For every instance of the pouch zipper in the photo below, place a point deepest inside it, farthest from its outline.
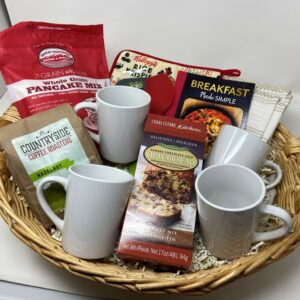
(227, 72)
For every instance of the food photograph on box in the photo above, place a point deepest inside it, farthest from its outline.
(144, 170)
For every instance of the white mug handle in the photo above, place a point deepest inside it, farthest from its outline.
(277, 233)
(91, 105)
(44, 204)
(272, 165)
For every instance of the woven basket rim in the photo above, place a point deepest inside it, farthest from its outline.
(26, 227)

▶ **Work instructions**: The response is the full listing, copied exactly, with the pictures omitted.

▶ **Answer area**:
For every instance of the pouch zipper in the photo below, place a point deepest inside it, farthest from its outline.
(227, 72)
For every instance of the food photograph on box in the photo above, place a point deepest inside it, farthest from its outline.
(144, 170)
For every instance of the white mug handle in the photo above, place a point deepest inside it, farthest from its outline.
(277, 233)
(91, 105)
(44, 204)
(272, 165)
For every instance of the woven basket rim in the photo above, place a point deepest inside it, farthest from its outline.
(26, 227)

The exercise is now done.